Lines excerpted from a collection:
— BEGIN —

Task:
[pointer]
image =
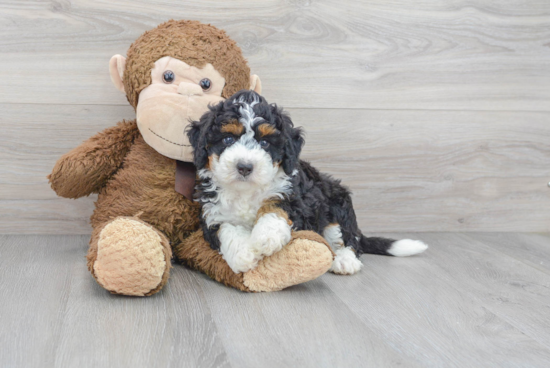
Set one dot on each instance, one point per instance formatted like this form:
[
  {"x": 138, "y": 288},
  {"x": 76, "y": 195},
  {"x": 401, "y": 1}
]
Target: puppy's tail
[{"x": 390, "y": 247}]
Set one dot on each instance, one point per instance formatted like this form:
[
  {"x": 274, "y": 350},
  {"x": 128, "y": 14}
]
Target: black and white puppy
[{"x": 254, "y": 189}]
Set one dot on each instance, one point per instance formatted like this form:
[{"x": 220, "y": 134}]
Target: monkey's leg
[
  {"x": 127, "y": 256},
  {"x": 306, "y": 257}
]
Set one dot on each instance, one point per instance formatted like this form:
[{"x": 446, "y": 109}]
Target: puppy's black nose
[{"x": 244, "y": 169}]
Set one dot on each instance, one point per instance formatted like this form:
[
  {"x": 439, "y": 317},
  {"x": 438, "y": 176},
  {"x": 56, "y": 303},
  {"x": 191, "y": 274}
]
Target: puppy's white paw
[
  {"x": 345, "y": 262},
  {"x": 270, "y": 234},
  {"x": 407, "y": 247}
]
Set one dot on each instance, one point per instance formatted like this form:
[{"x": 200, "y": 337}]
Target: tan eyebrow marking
[
  {"x": 266, "y": 129},
  {"x": 233, "y": 127}
]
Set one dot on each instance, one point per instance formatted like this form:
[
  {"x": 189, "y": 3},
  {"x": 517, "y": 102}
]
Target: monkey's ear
[
  {"x": 256, "y": 84},
  {"x": 116, "y": 70}
]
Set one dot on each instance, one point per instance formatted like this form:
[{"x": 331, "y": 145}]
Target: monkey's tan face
[{"x": 178, "y": 93}]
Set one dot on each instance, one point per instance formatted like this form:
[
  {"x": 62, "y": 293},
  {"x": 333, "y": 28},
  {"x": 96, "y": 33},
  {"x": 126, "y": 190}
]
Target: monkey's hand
[{"x": 86, "y": 169}]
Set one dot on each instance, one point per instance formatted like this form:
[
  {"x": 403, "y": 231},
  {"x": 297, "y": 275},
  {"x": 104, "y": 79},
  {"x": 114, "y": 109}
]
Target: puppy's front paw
[
  {"x": 346, "y": 262},
  {"x": 235, "y": 248},
  {"x": 270, "y": 234}
]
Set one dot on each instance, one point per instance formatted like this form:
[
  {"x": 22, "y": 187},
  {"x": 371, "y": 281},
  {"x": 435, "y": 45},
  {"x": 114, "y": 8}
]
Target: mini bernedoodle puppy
[{"x": 254, "y": 189}]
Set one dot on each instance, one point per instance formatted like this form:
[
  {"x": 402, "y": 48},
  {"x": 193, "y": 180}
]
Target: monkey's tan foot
[
  {"x": 133, "y": 258},
  {"x": 306, "y": 257}
]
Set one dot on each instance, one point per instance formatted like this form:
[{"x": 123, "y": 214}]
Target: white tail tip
[{"x": 407, "y": 247}]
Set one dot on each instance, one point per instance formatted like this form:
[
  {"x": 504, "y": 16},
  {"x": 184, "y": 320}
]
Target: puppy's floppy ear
[
  {"x": 294, "y": 141},
  {"x": 197, "y": 137}
]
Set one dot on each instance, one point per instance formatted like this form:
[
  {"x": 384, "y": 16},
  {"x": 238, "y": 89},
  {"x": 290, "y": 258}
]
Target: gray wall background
[{"x": 435, "y": 113}]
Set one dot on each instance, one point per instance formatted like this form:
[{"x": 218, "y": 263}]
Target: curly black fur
[{"x": 316, "y": 199}]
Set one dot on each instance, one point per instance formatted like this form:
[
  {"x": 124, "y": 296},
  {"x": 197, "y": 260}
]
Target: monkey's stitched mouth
[{"x": 169, "y": 141}]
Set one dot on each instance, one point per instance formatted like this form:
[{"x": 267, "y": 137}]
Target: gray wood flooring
[
  {"x": 435, "y": 112},
  {"x": 472, "y": 300}
]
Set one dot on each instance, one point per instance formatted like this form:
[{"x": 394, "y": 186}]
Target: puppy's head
[{"x": 245, "y": 142}]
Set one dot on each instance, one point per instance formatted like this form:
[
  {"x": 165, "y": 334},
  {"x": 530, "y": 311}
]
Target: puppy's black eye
[
  {"x": 168, "y": 76},
  {"x": 205, "y": 84},
  {"x": 228, "y": 141}
]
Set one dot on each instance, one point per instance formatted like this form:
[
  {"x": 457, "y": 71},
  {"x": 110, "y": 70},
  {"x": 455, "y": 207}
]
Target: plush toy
[{"x": 142, "y": 171}]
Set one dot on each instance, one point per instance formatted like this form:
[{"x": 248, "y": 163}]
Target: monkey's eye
[
  {"x": 228, "y": 141},
  {"x": 168, "y": 76},
  {"x": 205, "y": 84}
]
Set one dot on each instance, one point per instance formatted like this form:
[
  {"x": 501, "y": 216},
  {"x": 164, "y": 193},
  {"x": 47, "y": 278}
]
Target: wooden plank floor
[{"x": 472, "y": 300}]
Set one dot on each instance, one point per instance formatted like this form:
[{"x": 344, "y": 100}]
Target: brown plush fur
[
  {"x": 135, "y": 181},
  {"x": 96, "y": 160},
  {"x": 167, "y": 250},
  {"x": 196, "y": 44},
  {"x": 196, "y": 253}
]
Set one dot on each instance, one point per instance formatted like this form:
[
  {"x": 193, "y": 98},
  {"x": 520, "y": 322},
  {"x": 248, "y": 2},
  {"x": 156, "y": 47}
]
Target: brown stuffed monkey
[{"x": 141, "y": 171}]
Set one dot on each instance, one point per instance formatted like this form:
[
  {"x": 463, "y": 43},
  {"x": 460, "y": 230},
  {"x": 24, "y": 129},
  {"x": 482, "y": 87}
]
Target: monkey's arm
[{"x": 85, "y": 169}]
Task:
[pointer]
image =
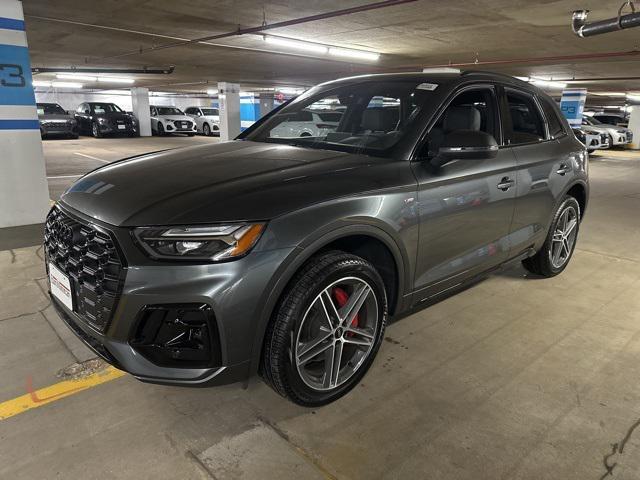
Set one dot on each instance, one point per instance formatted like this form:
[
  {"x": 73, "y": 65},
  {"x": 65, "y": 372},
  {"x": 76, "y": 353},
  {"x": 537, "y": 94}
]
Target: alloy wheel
[
  {"x": 564, "y": 237},
  {"x": 337, "y": 333}
]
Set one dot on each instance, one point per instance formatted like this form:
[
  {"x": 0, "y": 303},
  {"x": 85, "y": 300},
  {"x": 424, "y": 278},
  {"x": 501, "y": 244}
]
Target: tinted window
[
  {"x": 105, "y": 108},
  {"x": 556, "y": 129},
  {"x": 329, "y": 116},
  {"x": 374, "y": 117},
  {"x": 470, "y": 110},
  {"x": 168, "y": 111},
  {"x": 526, "y": 125}
]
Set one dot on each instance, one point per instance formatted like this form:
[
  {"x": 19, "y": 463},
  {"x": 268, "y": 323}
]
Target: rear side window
[
  {"x": 526, "y": 125},
  {"x": 556, "y": 129}
]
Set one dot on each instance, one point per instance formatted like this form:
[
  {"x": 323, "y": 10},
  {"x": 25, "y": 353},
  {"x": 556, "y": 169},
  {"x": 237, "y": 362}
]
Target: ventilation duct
[{"x": 621, "y": 22}]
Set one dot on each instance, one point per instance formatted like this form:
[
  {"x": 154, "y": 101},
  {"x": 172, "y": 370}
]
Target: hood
[
  {"x": 55, "y": 116},
  {"x": 174, "y": 118},
  {"x": 114, "y": 115},
  {"x": 230, "y": 181}
]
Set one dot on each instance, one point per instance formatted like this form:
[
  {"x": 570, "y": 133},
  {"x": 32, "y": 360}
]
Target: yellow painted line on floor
[{"x": 57, "y": 391}]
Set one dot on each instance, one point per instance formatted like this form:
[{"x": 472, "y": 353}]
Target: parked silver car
[
  {"x": 54, "y": 120},
  {"x": 168, "y": 120},
  {"x": 285, "y": 257}
]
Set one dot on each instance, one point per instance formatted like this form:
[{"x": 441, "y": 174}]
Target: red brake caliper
[{"x": 341, "y": 297}]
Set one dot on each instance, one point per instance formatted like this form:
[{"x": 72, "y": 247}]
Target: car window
[
  {"x": 470, "y": 110},
  {"x": 369, "y": 116},
  {"x": 525, "y": 124},
  {"x": 100, "y": 108},
  {"x": 50, "y": 109},
  {"x": 556, "y": 128}
]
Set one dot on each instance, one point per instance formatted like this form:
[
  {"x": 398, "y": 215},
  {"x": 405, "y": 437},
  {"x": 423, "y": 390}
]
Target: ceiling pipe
[
  {"x": 621, "y": 22},
  {"x": 146, "y": 71},
  {"x": 264, "y": 27},
  {"x": 512, "y": 61}
]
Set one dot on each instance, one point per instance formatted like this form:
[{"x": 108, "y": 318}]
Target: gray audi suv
[{"x": 285, "y": 256}]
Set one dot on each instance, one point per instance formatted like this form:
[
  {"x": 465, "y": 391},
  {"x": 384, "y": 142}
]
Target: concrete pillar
[
  {"x": 634, "y": 125},
  {"x": 229, "y": 105},
  {"x": 266, "y": 103},
  {"x": 24, "y": 194},
  {"x": 140, "y": 106}
]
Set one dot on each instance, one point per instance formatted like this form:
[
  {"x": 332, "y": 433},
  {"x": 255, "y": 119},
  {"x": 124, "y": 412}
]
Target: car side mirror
[{"x": 466, "y": 145}]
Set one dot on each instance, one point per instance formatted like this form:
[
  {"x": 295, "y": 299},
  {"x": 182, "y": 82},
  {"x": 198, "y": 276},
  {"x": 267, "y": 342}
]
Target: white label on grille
[{"x": 60, "y": 286}]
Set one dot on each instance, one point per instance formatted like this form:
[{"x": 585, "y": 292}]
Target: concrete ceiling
[{"x": 92, "y": 33}]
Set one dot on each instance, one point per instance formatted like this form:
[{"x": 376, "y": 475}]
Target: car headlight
[{"x": 212, "y": 243}]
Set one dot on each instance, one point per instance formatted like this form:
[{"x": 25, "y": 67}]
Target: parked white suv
[
  {"x": 207, "y": 119},
  {"x": 168, "y": 120},
  {"x": 308, "y": 123},
  {"x": 618, "y": 135}
]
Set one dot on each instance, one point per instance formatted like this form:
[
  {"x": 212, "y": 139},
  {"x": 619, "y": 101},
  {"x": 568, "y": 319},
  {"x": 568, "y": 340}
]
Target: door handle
[{"x": 506, "y": 183}]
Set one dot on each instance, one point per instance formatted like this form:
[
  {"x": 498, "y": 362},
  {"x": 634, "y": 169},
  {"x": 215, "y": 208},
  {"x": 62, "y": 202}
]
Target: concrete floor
[{"x": 514, "y": 378}]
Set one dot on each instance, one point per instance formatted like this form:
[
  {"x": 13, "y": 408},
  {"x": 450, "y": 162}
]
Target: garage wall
[{"x": 71, "y": 100}]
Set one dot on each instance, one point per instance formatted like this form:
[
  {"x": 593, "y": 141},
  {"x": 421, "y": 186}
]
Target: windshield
[
  {"x": 50, "y": 109},
  {"x": 168, "y": 111},
  {"x": 105, "y": 108},
  {"x": 592, "y": 121},
  {"x": 371, "y": 117}
]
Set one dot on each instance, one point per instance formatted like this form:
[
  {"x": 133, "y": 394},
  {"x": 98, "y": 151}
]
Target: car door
[
  {"x": 465, "y": 206},
  {"x": 542, "y": 167}
]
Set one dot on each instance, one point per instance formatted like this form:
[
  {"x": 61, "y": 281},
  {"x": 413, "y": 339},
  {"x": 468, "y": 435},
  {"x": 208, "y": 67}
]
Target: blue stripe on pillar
[
  {"x": 15, "y": 76},
  {"x": 11, "y": 23},
  {"x": 19, "y": 125}
]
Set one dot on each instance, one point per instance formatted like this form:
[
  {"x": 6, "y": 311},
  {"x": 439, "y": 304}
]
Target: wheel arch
[{"x": 363, "y": 240}]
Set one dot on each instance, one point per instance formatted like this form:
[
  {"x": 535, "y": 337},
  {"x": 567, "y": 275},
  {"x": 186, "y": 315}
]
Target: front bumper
[
  {"x": 235, "y": 292},
  {"x": 63, "y": 129}
]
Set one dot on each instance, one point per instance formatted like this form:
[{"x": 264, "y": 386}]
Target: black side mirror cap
[{"x": 466, "y": 145}]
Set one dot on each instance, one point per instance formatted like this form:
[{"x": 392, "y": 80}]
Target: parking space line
[
  {"x": 38, "y": 398},
  {"x": 91, "y": 157},
  {"x": 65, "y": 176}
]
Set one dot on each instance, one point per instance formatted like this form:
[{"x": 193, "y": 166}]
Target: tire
[
  {"x": 95, "y": 130},
  {"x": 299, "y": 322},
  {"x": 547, "y": 262}
]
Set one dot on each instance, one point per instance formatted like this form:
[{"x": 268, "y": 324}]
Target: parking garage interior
[{"x": 511, "y": 376}]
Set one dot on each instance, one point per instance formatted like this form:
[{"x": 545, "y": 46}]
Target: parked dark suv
[
  {"x": 285, "y": 256},
  {"x": 99, "y": 119}
]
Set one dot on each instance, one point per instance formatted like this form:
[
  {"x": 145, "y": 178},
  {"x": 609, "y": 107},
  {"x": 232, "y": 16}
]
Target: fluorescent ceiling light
[
  {"x": 297, "y": 44},
  {"x": 347, "y": 52},
  {"x": 290, "y": 90},
  {"x": 66, "y": 84},
  {"x": 116, "y": 79},
  {"x": 74, "y": 76},
  {"x": 547, "y": 83}
]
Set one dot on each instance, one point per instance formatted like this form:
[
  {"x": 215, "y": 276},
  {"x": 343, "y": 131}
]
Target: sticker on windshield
[{"x": 427, "y": 86}]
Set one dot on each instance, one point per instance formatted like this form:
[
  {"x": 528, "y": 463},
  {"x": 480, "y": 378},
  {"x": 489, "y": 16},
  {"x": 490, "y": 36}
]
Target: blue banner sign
[{"x": 572, "y": 105}]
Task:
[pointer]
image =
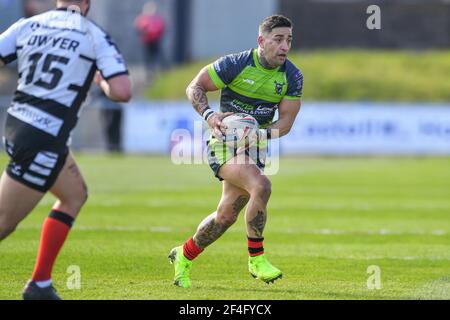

— END —

**STATED GOAL**
Extract every line above that contains the string "pillar". The match is case-sensitive.

**EXPECTED OUTPUT**
Target: concrete pillar
Target: blue stripe on pillar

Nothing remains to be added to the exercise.